--- BEGIN ---

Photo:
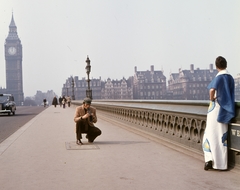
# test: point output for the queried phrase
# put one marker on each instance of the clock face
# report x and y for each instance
(12, 50)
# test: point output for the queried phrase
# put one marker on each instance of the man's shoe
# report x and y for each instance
(90, 141)
(208, 165)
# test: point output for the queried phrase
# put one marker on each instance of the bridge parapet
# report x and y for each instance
(182, 122)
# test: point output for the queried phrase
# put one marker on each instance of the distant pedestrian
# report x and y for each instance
(64, 101)
(60, 101)
(68, 101)
(54, 102)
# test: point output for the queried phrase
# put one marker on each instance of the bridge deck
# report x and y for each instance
(43, 155)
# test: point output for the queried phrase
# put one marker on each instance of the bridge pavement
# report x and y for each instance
(43, 155)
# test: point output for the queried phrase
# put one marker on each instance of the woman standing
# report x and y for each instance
(221, 110)
(54, 102)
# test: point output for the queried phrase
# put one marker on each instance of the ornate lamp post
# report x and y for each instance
(73, 96)
(88, 70)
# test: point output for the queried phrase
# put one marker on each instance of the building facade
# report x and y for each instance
(149, 84)
(117, 89)
(13, 60)
(191, 84)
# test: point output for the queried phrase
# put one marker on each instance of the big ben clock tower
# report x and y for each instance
(13, 58)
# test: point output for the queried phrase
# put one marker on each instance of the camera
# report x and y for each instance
(90, 117)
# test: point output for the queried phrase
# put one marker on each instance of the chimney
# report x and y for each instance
(192, 68)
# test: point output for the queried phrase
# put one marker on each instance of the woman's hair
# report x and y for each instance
(221, 62)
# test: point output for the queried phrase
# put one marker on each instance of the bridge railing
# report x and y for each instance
(182, 122)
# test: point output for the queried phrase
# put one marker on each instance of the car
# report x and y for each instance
(7, 104)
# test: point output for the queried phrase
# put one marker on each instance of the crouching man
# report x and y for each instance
(85, 116)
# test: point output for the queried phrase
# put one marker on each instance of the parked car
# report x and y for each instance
(7, 104)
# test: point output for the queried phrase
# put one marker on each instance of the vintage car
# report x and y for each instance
(7, 104)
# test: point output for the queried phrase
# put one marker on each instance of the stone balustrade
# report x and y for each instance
(180, 122)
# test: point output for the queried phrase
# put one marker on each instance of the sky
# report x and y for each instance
(117, 35)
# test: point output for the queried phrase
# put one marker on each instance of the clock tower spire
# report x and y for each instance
(13, 60)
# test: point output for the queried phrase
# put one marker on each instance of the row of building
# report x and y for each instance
(185, 85)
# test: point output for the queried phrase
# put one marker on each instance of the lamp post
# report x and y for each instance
(73, 96)
(88, 70)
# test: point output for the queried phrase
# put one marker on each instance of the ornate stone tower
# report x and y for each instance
(13, 59)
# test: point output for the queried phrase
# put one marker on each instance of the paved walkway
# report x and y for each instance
(42, 155)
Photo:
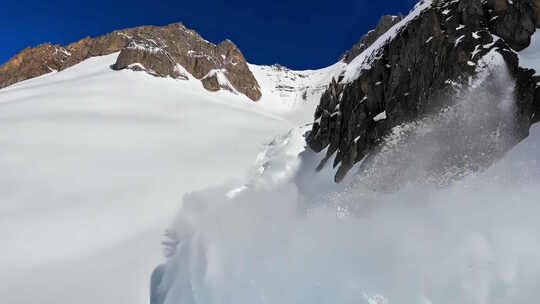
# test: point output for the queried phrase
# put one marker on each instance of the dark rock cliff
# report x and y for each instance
(161, 51)
(384, 24)
(420, 70)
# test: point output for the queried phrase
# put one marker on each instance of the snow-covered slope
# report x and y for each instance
(294, 94)
(94, 164)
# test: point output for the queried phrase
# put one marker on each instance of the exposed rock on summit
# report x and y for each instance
(171, 50)
(385, 23)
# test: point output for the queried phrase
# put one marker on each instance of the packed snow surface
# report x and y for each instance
(94, 163)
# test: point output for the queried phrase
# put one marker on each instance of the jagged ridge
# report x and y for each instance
(411, 72)
(161, 51)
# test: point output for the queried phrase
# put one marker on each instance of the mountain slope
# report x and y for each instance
(419, 67)
(94, 163)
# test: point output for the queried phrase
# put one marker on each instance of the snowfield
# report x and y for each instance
(94, 164)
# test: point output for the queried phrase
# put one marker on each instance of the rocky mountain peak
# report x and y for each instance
(384, 24)
(162, 51)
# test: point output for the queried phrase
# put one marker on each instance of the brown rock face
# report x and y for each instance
(160, 51)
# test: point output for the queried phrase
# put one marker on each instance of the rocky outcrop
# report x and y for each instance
(385, 23)
(171, 50)
(418, 69)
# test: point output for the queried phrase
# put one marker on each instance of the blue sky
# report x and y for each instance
(299, 34)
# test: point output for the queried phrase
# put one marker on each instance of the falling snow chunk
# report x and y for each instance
(458, 41)
(380, 116)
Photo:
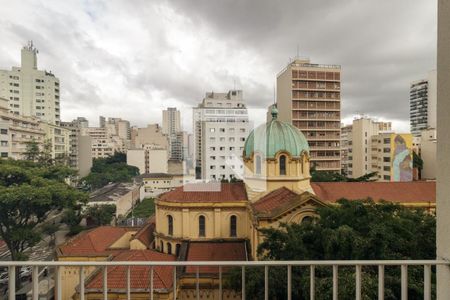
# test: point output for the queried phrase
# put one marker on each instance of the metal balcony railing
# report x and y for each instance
(335, 265)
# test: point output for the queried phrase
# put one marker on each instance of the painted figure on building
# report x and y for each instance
(402, 162)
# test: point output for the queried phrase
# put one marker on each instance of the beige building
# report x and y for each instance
(149, 159)
(428, 148)
(59, 139)
(150, 135)
(31, 92)
(154, 184)
(309, 97)
(391, 156)
(358, 141)
(80, 152)
(122, 195)
(16, 131)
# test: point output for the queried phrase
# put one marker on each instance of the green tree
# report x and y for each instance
(110, 169)
(351, 230)
(29, 193)
(101, 214)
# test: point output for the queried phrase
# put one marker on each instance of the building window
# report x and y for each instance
(233, 226)
(282, 165)
(201, 226)
(258, 165)
(170, 225)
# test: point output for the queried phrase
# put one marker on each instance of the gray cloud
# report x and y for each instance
(132, 58)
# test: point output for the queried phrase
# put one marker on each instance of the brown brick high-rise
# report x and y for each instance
(309, 96)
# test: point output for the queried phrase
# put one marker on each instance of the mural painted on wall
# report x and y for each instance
(402, 160)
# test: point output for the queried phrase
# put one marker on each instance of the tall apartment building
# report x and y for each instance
(80, 153)
(59, 140)
(16, 132)
(221, 126)
(358, 141)
(31, 92)
(391, 156)
(104, 141)
(422, 95)
(171, 121)
(309, 97)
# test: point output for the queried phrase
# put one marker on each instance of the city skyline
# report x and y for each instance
(102, 62)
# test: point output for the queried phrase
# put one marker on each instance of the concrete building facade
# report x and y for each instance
(221, 125)
(309, 97)
(80, 152)
(16, 132)
(31, 92)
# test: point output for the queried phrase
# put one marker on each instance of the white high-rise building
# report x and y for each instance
(221, 126)
(31, 92)
(422, 97)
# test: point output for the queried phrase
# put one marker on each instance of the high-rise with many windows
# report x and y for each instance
(309, 97)
(422, 103)
(31, 92)
(220, 127)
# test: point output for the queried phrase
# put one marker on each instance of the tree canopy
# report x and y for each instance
(351, 230)
(110, 169)
(29, 192)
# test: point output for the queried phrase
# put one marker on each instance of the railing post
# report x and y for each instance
(81, 283)
(380, 282)
(427, 282)
(35, 278)
(151, 282)
(58, 282)
(335, 282)
(220, 282)
(243, 283)
(404, 279)
(266, 282)
(128, 283)
(197, 283)
(174, 282)
(312, 282)
(358, 282)
(12, 282)
(105, 283)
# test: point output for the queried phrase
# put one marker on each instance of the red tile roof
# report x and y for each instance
(201, 192)
(93, 242)
(215, 251)
(401, 192)
(145, 234)
(274, 199)
(139, 275)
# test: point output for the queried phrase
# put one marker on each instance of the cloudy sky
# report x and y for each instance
(131, 59)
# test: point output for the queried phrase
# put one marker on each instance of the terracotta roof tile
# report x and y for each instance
(145, 234)
(401, 192)
(215, 251)
(274, 200)
(93, 242)
(201, 192)
(139, 275)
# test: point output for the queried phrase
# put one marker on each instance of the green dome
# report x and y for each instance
(280, 136)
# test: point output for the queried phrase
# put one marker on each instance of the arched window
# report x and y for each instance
(170, 224)
(258, 165)
(282, 165)
(233, 226)
(201, 226)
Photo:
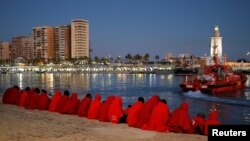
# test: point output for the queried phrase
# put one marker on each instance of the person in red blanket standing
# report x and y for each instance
(145, 112)
(180, 121)
(94, 107)
(71, 105)
(23, 97)
(198, 123)
(62, 101)
(55, 99)
(212, 120)
(115, 110)
(103, 113)
(159, 117)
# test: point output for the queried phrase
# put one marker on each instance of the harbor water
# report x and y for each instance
(233, 107)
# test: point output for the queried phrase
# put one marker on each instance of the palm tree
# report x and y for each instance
(128, 57)
(146, 57)
(137, 58)
(96, 59)
(157, 57)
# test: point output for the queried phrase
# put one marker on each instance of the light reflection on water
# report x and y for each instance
(234, 108)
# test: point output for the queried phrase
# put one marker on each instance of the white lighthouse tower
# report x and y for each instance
(216, 43)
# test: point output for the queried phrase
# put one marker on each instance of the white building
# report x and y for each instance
(79, 38)
(216, 43)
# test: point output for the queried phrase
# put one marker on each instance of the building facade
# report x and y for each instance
(21, 46)
(216, 43)
(65, 42)
(43, 42)
(79, 38)
(4, 50)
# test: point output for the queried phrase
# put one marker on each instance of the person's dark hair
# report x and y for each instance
(16, 87)
(202, 115)
(141, 99)
(44, 91)
(89, 95)
(66, 92)
(37, 90)
(164, 101)
(27, 89)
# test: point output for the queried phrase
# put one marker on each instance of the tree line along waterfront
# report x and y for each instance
(129, 64)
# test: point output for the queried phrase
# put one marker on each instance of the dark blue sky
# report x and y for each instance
(118, 27)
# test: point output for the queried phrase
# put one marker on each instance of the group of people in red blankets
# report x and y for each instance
(153, 114)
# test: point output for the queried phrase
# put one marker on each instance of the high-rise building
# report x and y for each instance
(43, 42)
(216, 43)
(65, 42)
(62, 43)
(4, 50)
(56, 43)
(21, 47)
(79, 38)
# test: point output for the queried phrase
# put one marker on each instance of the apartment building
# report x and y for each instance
(79, 38)
(4, 50)
(43, 42)
(21, 46)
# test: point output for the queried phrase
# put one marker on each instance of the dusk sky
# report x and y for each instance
(119, 27)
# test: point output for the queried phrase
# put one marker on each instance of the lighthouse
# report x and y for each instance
(216, 43)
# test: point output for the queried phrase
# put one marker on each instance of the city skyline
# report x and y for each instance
(117, 28)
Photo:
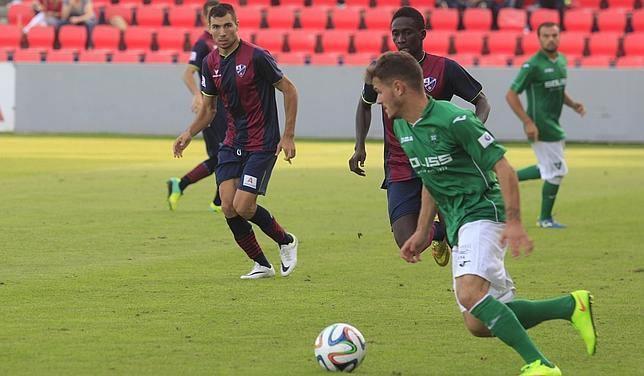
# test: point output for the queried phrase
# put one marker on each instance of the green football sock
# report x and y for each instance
(529, 173)
(503, 324)
(533, 312)
(548, 196)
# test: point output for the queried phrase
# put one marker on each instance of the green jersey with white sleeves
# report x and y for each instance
(453, 153)
(544, 82)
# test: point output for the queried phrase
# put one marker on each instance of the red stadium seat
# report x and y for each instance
(437, 42)
(281, 17)
(106, 37)
(139, 38)
(503, 42)
(539, 16)
(469, 42)
(301, 41)
(346, 18)
(444, 19)
(604, 44)
(335, 41)
(579, 20)
(71, 36)
(314, 18)
(379, 18)
(20, 13)
(612, 20)
(596, 61)
(370, 41)
(634, 44)
(477, 19)
(61, 56)
(10, 36)
(172, 38)
(183, 16)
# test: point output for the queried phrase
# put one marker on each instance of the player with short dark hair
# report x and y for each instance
(212, 135)
(543, 78)
(442, 79)
(465, 174)
(244, 77)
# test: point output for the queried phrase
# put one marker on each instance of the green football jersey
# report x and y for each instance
(544, 81)
(453, 153)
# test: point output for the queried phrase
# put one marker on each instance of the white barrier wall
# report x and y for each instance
(151, 99)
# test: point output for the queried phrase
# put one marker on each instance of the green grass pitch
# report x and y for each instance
(98, 277)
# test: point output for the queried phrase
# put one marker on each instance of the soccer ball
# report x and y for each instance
(340, 347)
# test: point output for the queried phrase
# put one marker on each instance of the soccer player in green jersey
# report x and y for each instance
(464, 173)
(543, 77)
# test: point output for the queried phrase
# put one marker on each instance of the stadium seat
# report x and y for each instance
(335, 41)
(604, 44)
(469, 42)
(61, 56)
(345, 18)
(634, 44)
(281, 17)
(438, 42)
(183, 16)
(512, 19)
(579, 20)
(139, 38)
(370, 41)
(477, 19)
(72, 36)
(595, 61)
(612, 20)
(106, 37)
(301, 41)
(172, 38)
(503, 42)
(572, 43)
(150, 15)
(20, 13)
(539, 16)
(443, 19)
(10, 36)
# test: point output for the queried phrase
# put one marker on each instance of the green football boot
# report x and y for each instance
(582, 319)
(174, 192)
(537, 368)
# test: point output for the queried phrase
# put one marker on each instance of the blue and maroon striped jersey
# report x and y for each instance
(244, 81)
(443, 78)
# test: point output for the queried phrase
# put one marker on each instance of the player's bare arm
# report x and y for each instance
(578, 107)
(189, 81)
(203, 118)
(514, 235)
(420, 239)
(287, 143)
(529, 127)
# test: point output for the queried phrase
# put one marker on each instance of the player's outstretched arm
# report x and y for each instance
(203, 118)
(514, 235)
(287, 143)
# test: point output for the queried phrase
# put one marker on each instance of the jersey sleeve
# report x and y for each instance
(207, 84)
(476, 140)
(199, 51)
(266, 67)
(463, 84)
(523, 79)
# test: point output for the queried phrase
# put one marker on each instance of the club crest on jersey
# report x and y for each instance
(430, 83)
(241, 70)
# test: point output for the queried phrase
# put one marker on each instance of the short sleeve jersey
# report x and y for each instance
(244, 81)
(443, 78)
(453, 153)
(544, 82)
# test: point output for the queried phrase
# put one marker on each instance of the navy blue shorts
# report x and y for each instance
(404, 198)
(253, 168)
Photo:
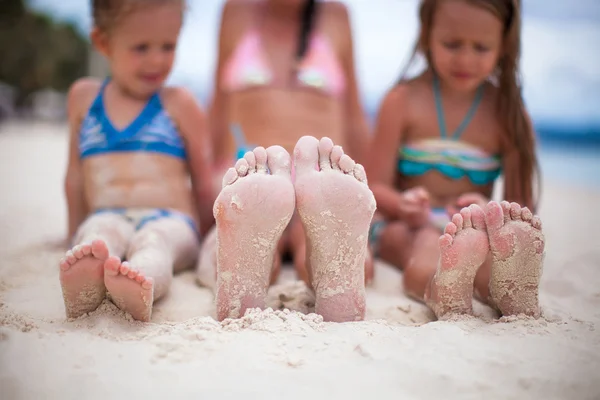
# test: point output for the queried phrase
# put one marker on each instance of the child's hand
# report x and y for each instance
(466, 200)
(414, 207)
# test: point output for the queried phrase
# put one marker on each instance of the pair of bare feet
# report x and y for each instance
(255, 205)
(514, 237)
(87, 273)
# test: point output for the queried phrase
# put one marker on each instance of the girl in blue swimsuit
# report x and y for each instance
(138, 184)
(442, 140)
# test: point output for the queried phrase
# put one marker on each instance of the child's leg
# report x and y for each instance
(517, 245)
(298, 244)
(393, 243)
(206, 267)
(81, 270)
(157, 249)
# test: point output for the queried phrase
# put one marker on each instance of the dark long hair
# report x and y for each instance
(520, 175)
(307, 21)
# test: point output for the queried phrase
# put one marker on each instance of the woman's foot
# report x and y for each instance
(464, 246)
(251, 212)
(517, 245)
(336, 207)
(82, 278)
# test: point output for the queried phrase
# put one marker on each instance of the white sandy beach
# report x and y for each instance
(398, 353)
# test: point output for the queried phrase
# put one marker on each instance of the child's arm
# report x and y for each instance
(192, 125)
(77, 208)
(391, 124)
(357, 130)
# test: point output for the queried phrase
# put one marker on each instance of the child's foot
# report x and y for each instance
(251, 212)
(336, 208)
(82, 278)
(517, 244)
(464, 246)
(129, 289)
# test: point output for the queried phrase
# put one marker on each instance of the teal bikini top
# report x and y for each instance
(448, 155)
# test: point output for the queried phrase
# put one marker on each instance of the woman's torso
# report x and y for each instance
(272, 102)
(137, 164)
(448, 167)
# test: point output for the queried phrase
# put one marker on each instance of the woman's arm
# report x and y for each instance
(356, 128)
(192, 125)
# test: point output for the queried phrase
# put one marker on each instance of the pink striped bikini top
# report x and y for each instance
(249, 67)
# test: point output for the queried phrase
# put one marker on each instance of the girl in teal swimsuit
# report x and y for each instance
(442, 140)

--- END ---

__WHAT THE TASK REQUIRES__. Find every line above that contains the string "rise", and copy out each of those lines in full.

__EXERCISE RESULT__.
# put one marker on each instance of the brown brick high-rise
# put one marker on each instance of the white high-rise building
# put one marker on each instance of the high-rise with many windows
# put one marker on each instance of the high-rise building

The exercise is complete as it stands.